# [Provided data]
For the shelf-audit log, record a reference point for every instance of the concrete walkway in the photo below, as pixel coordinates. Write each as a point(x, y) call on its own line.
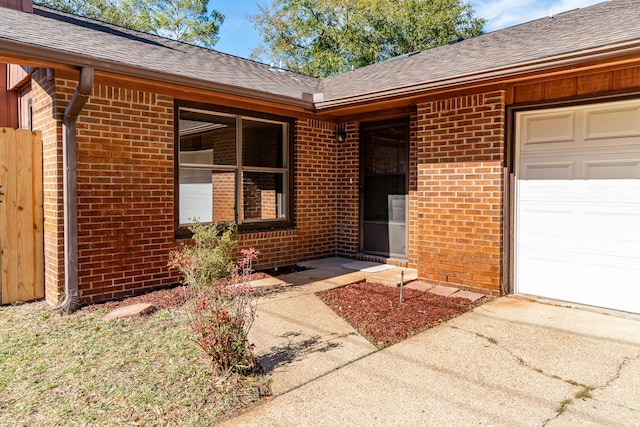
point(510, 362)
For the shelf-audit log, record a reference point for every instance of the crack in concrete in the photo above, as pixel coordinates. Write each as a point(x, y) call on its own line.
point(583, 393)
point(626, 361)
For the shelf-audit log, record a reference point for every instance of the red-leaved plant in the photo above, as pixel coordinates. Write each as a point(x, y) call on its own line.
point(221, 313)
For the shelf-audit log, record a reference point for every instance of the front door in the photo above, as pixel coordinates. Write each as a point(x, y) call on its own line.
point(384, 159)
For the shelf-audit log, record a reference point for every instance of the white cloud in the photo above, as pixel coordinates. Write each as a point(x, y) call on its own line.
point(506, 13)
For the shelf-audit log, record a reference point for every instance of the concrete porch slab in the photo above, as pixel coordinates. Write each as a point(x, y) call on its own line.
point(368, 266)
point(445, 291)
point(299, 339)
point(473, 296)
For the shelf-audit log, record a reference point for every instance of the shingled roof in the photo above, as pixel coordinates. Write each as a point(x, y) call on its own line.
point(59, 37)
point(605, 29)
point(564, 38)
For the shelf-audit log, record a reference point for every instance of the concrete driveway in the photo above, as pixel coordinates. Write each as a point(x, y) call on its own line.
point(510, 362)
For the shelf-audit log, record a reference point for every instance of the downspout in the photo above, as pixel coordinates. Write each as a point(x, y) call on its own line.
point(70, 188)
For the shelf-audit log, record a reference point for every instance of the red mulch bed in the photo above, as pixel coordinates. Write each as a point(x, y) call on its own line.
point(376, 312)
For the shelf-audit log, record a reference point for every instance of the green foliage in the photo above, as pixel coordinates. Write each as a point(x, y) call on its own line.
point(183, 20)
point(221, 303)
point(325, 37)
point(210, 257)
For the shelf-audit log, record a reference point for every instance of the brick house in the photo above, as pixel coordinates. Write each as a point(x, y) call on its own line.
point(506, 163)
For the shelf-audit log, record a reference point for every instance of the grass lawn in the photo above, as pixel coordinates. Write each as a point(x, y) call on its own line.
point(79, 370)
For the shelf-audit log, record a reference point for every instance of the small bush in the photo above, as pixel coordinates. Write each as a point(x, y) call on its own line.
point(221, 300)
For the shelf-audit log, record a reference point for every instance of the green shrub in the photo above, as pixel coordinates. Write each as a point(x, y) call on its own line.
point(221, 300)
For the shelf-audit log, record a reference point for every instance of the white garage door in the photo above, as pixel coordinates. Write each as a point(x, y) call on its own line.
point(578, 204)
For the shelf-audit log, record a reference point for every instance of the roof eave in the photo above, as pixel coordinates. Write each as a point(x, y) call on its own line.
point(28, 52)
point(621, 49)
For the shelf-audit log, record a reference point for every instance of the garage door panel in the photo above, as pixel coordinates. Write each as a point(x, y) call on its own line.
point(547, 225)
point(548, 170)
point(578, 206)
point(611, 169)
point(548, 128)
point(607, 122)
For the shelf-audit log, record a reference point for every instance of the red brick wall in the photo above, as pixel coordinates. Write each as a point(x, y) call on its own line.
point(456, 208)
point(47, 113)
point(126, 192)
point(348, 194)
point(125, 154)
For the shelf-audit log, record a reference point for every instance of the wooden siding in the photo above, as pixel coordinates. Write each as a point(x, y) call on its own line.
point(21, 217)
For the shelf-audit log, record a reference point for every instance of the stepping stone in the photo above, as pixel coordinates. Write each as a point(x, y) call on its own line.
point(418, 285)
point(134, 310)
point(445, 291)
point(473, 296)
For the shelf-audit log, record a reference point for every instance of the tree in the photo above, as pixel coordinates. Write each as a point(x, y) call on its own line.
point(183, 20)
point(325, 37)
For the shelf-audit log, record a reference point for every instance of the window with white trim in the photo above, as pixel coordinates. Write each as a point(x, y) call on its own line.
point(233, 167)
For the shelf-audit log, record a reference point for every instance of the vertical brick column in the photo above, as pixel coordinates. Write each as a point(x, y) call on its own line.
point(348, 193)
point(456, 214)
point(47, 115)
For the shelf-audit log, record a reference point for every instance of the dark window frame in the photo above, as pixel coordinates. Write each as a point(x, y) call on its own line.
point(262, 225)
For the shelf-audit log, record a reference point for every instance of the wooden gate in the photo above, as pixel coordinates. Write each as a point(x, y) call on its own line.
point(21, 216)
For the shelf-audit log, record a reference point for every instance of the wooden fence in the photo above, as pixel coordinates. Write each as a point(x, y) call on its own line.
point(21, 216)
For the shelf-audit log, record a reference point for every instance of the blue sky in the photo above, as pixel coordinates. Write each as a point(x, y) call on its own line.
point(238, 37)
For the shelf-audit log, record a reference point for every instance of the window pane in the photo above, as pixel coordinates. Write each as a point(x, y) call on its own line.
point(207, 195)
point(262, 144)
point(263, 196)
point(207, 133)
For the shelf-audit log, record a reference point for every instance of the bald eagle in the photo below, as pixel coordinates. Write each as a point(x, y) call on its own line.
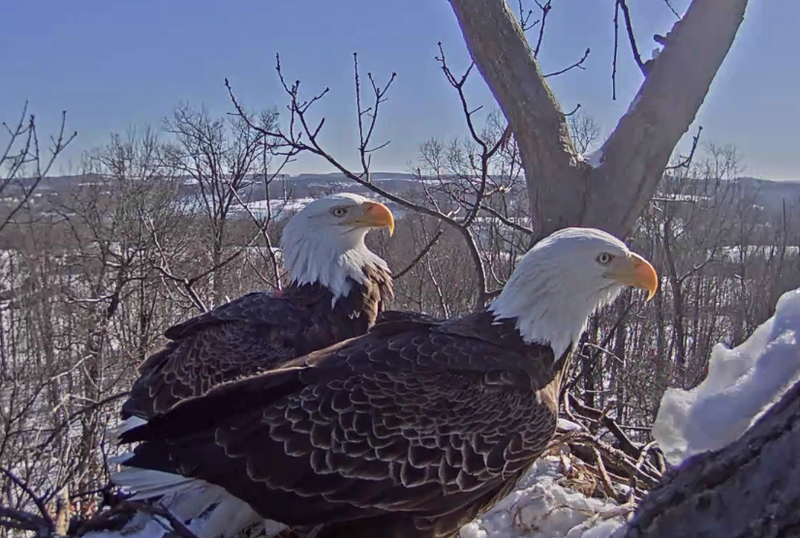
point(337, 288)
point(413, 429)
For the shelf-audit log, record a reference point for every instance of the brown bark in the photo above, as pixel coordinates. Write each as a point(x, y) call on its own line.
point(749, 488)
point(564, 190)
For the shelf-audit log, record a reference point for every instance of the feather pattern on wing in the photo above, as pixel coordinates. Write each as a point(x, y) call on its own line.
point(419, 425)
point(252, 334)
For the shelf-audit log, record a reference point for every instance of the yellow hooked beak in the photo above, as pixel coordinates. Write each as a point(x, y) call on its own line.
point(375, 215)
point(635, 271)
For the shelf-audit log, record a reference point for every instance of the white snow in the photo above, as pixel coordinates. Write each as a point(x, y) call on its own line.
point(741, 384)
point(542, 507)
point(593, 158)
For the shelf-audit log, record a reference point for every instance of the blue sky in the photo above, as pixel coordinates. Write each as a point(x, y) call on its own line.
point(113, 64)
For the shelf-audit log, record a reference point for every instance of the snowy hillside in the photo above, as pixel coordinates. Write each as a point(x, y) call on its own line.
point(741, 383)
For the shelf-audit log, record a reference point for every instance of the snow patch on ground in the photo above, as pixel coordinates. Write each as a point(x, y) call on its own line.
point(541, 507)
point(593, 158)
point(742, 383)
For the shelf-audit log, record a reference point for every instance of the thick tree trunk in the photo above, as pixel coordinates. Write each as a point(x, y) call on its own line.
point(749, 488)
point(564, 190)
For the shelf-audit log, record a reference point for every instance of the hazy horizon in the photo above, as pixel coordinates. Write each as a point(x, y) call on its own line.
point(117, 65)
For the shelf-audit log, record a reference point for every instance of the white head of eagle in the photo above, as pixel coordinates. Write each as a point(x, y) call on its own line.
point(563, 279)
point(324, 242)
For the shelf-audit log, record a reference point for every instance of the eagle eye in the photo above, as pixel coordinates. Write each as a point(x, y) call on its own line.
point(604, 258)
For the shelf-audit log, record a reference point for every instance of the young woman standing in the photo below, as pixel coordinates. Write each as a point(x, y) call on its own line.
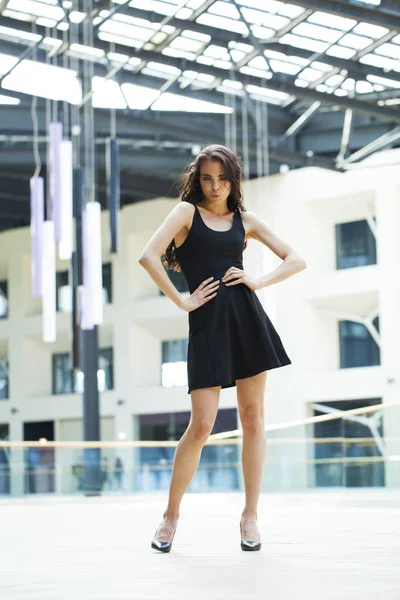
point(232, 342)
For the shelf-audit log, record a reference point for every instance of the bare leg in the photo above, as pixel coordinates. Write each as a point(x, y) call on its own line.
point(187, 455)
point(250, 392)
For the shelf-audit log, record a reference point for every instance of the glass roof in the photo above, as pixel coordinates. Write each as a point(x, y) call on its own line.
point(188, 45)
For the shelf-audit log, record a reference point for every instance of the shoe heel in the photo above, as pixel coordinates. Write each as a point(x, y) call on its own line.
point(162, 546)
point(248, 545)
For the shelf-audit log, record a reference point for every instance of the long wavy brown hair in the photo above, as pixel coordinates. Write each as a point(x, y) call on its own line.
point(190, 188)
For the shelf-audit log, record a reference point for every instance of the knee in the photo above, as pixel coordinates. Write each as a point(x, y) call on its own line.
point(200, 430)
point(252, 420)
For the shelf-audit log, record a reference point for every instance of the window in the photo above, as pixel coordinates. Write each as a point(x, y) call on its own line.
==
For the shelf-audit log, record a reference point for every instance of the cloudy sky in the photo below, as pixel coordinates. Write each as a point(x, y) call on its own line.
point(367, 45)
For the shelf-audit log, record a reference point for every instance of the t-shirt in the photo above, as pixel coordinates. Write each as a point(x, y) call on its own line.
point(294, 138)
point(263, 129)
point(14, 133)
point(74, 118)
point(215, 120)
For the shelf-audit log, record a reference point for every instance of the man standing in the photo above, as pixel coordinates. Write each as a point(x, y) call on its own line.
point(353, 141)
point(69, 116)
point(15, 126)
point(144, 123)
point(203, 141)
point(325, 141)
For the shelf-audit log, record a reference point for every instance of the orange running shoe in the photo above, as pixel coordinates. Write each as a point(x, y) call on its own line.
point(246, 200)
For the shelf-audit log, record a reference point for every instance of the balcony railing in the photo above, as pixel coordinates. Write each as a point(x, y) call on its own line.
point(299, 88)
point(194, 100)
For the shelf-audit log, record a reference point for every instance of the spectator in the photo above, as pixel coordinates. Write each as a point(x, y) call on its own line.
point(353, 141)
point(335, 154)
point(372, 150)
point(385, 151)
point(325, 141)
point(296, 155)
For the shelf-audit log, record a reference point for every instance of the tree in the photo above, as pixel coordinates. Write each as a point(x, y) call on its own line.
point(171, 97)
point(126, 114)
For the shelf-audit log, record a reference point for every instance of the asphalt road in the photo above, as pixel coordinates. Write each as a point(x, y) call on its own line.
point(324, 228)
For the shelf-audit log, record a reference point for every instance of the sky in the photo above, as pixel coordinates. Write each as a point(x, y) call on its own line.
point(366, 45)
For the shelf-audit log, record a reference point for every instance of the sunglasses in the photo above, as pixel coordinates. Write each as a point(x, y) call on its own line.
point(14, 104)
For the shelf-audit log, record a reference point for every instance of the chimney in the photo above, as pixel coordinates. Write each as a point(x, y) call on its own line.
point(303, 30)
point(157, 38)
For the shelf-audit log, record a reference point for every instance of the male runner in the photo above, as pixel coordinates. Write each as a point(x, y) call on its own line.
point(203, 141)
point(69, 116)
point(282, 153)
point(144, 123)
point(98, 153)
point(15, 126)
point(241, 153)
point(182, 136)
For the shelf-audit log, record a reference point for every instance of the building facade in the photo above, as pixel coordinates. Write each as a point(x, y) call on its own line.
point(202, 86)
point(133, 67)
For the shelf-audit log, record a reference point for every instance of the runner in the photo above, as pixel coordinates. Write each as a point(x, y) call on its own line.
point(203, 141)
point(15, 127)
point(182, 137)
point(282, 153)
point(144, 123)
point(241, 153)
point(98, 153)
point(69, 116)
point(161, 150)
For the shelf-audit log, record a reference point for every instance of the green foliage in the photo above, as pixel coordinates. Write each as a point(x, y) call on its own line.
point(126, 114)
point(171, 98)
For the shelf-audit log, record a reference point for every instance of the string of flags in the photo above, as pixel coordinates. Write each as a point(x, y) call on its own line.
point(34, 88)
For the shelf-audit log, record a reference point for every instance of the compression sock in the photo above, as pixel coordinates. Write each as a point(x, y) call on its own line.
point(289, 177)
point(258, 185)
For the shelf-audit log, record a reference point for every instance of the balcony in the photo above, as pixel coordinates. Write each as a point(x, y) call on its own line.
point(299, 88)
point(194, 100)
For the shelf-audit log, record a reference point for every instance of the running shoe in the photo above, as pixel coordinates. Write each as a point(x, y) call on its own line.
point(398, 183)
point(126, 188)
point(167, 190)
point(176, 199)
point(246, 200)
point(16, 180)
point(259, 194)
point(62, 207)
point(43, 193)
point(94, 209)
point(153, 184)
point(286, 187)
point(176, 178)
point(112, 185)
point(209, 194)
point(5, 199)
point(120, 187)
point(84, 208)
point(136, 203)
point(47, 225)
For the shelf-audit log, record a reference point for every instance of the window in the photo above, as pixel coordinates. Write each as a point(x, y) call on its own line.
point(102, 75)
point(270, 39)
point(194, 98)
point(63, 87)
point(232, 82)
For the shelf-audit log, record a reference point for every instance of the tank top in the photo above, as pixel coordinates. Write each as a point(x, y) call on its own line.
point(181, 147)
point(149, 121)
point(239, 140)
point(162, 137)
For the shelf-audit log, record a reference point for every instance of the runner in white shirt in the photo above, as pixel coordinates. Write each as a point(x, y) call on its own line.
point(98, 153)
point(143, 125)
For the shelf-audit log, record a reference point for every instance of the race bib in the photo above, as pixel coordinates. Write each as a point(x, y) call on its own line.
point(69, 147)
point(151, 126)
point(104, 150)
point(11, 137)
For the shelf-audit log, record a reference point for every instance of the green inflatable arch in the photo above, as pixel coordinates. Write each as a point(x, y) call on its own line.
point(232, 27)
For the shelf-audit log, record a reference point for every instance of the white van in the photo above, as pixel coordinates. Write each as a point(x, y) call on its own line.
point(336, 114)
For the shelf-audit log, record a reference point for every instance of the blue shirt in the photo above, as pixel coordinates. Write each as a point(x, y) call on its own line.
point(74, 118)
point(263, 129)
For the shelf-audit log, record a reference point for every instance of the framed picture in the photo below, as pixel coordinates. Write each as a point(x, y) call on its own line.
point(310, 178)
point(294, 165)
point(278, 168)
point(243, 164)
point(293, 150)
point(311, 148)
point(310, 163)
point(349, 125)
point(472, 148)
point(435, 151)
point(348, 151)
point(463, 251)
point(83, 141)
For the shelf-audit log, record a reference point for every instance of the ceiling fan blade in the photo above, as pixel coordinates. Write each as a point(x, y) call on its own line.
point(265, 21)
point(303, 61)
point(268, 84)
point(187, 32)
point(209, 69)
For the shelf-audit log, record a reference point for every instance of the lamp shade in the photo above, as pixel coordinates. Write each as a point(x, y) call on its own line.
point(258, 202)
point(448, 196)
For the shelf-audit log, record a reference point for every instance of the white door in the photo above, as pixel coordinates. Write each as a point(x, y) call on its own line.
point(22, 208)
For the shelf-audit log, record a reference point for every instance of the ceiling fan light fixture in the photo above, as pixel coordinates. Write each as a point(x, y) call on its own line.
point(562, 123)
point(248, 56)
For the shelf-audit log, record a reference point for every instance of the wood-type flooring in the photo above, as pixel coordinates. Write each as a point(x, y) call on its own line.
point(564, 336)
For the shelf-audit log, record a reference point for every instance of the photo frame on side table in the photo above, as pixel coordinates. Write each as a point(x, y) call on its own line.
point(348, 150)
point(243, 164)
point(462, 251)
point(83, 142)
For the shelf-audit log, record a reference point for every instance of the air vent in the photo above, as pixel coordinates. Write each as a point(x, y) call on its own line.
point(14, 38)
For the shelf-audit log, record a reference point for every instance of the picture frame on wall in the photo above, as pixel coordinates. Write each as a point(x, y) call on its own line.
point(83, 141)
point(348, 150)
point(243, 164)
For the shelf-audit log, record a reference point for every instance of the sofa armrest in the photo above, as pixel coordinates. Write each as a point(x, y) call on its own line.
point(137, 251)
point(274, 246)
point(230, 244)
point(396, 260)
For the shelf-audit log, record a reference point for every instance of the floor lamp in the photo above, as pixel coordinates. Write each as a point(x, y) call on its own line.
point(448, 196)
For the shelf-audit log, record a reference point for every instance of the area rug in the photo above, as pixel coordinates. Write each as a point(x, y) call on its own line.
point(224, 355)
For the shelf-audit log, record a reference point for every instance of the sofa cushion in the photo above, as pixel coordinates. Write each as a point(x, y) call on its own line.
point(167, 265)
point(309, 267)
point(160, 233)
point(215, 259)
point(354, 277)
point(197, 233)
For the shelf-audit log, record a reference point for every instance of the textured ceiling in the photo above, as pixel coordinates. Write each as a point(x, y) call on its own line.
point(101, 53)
--
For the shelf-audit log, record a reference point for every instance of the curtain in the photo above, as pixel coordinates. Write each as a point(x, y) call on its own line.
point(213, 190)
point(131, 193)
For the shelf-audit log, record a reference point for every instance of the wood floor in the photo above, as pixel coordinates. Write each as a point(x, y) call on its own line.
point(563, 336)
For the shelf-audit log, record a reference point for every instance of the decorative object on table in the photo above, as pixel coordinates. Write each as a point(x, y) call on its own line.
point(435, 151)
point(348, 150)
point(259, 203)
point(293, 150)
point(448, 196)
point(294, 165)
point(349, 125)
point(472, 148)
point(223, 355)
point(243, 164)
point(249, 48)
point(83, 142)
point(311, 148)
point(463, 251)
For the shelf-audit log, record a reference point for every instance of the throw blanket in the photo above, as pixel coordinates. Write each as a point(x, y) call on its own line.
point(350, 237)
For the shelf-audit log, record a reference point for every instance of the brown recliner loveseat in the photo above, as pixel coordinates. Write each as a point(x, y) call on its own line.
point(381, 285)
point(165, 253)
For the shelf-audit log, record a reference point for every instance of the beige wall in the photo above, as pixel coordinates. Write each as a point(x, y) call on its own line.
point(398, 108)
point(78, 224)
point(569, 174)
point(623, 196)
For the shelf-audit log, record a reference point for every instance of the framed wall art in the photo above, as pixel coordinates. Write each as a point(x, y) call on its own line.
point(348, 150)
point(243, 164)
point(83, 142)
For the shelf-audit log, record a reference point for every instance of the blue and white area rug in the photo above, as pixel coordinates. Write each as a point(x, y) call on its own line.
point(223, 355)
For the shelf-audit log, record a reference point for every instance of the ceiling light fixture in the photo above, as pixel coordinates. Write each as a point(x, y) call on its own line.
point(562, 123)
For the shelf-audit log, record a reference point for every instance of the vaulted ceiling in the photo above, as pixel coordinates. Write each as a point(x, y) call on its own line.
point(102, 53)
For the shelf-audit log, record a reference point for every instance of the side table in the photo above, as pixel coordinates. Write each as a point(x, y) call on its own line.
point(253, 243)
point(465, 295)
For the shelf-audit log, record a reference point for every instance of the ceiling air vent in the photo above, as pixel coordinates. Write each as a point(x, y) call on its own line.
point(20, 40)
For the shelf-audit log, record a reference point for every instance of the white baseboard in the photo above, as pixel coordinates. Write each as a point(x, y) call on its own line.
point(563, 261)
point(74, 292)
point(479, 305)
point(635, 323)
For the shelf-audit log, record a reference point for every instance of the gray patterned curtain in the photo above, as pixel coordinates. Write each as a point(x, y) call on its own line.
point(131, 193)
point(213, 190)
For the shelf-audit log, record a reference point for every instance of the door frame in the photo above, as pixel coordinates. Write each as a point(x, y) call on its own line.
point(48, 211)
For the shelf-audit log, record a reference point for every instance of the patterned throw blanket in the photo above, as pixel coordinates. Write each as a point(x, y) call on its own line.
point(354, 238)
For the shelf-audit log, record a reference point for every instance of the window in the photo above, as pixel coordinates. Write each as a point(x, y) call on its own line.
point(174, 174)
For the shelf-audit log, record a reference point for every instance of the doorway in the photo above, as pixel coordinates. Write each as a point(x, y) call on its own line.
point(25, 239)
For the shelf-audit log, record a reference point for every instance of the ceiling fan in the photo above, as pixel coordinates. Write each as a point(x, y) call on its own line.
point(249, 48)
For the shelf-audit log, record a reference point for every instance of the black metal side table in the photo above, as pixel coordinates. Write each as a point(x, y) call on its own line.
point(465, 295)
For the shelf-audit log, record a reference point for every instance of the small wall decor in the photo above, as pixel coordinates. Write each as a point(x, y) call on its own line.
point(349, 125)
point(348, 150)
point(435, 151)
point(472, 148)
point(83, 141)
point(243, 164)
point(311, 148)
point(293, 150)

# [Aim of the exercise]
Scale down the data from the line with "the concrete walkway" to the line with "point(626, 361)", both included, and write those lines out again with the requests kept as they are but every point coordinate in the answers multiplied by 0.5 and rounded to a whole number, halves going up. Leave the pictures out.

# [Problem solution]
For the shelf-audit log, record a reference point for every instance of the concrete walkway in the photo below, as pixel coordinates. Write each as a point(x, y) call on its own line.
point(255, 181)
For the shelf-audit log, record a reference point for every instance of the crack in concrete in the photo above, as pixel coordinates. Write each as a point(x, y) call on its own line.
point(292, 197)
point(313, 181)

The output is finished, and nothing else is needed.